Retype every record exactly as it appears.
─── Source data ───
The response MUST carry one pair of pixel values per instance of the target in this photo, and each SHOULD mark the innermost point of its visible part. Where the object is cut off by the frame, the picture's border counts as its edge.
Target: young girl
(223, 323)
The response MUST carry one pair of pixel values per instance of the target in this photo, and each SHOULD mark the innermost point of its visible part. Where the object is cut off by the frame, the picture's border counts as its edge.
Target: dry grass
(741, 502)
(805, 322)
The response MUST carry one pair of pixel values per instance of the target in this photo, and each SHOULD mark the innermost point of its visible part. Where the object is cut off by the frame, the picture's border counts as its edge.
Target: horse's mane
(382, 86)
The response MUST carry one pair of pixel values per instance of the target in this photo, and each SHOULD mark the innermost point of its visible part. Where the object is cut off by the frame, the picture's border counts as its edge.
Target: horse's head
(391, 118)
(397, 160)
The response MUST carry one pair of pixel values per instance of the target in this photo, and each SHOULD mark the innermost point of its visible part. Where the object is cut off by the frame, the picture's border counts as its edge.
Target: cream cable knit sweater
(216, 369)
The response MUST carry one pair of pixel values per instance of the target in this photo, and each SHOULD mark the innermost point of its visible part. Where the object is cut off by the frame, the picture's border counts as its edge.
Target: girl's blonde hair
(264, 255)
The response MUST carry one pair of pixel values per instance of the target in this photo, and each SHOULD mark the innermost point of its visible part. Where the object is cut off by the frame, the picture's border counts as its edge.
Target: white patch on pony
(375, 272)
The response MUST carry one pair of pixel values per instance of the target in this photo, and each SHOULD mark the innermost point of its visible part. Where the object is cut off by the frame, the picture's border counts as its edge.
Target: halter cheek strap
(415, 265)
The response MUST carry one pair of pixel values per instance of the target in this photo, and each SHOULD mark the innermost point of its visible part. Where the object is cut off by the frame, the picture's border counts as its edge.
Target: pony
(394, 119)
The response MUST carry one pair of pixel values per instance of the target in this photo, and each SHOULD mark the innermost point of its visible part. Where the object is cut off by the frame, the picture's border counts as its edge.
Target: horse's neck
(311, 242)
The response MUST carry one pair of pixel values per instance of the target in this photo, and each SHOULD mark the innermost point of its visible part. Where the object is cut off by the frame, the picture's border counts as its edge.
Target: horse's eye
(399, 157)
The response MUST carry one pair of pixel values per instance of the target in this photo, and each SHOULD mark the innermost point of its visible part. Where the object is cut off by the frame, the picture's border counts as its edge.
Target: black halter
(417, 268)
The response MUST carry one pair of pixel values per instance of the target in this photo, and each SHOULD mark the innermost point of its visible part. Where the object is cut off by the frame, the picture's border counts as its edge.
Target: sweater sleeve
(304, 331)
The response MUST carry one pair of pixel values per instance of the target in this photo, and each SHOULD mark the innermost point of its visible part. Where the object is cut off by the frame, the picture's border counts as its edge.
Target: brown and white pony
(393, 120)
───
- _Written response_
The response MUST carry one pair of pixel values per instance of the target in this photo, and each SHOULD mark the innermost point of its visible part. Where the object is cut off by the frame, the picture's border counts as its edge.
Target: young girl
(223, 323)
The response MUST carry one pair of pixel values per instance of the target in this photo, and each SHOULD mark the innermost point of its visible part. Where the object is cut off by the frame, the picture's border counts as its edge.
Target: dry grass
(741, 502)
(805, 322)
The response MUST carry one pair of pixel values per instance of the target in this photo, and each SHOULD mark the innermost point of its visible part. Where the object is cut off by the frame, the picture's border counts as its edge.
Target: horse's mane
(382, 86)
The response MUST carry one pair of pixel values per instance of the target in this photo, and each SHOULD mark the innermost point of its visible part. Where the object is cut off by the frame, the picture's border counts as its edge.
Target: horse's head
(391, 118)
(397, 160)
The response MUST carry one pair of pixel values per instance of the target in this photo, and each SHOULD mark the innermost point of its visible part. Where the object is cut off by the frame, the picture's border counts as its edge.
Target: cream cable knit sweater
(216, 369)
The response MUST carry one pair of pixel values per instance of the target in this photo, and each SHOULD mark the innermost point of its visible part. Where the object is cut off by the frame, the picture's border counts as its edge.
Target: girl's blonde hair
(264, 255)
The response MUST carry one pair of pixel values per instance of the target in this photo, and each SHOULD mark the innermost point of its visible part. Where the object is cut off by the frame, the picture's border counts as its edge.
Target: white patch on pony
(375, 272)
The response MUST carry one pair of pixel values per instance of the target in this photo, and each SHOULD mark the innermost point of its visible part. Where the object is cut off by the frame, the picture's border counts as its edge.
Target: halter cheek strap
(415, 265)
The response MUST carry one pair of pixel values per instance of the target in this photo, and each SHOULD mark the innermost point of its visible part. Where the object is cut off by the frame, the picture's border counts as its edge.
Target: pony
(394, 119)
The response MUST carry one pair of pixel values per instance of the target in this photo, and each SHOULD mark the innermost point of its visible part. Where the object is cut off by the frame, the picture's border counts as its edge.
Target: horse's neck
(311, 242)
The response MUST carry one pair of pixel values per instance of the target in this photo, and each SHOULD mark the innermost point of its visible part. Where the object is cut off by the frame, the picture's border counts as its edge.
Target: horse's eye
(399, 157)
The response MUST carry one pair of pixel values per instance of the target in this photo, and each SHOULD mark the innermost point of its visible part. Where the object is cut off by the frame, the picture's border counts as its edge.
Target: black halter
(417, 268)
The response MUST carry one pair of pixel values per instance of the target in this photo, and each SHOULD mark the innermost point of its visible part. Where the object is cut off by the frame, the picture's border counts as its edge.
Target: sweater sleeve
(304, 331)
The response MUST carry one pair of pixel values per instance of the target in this photo, and each SHOULD mark the innermost point of its visible part. Where the object is cut off by the frame, the picture's border counts as its edge.
Target: brown and white pony
(393, 120)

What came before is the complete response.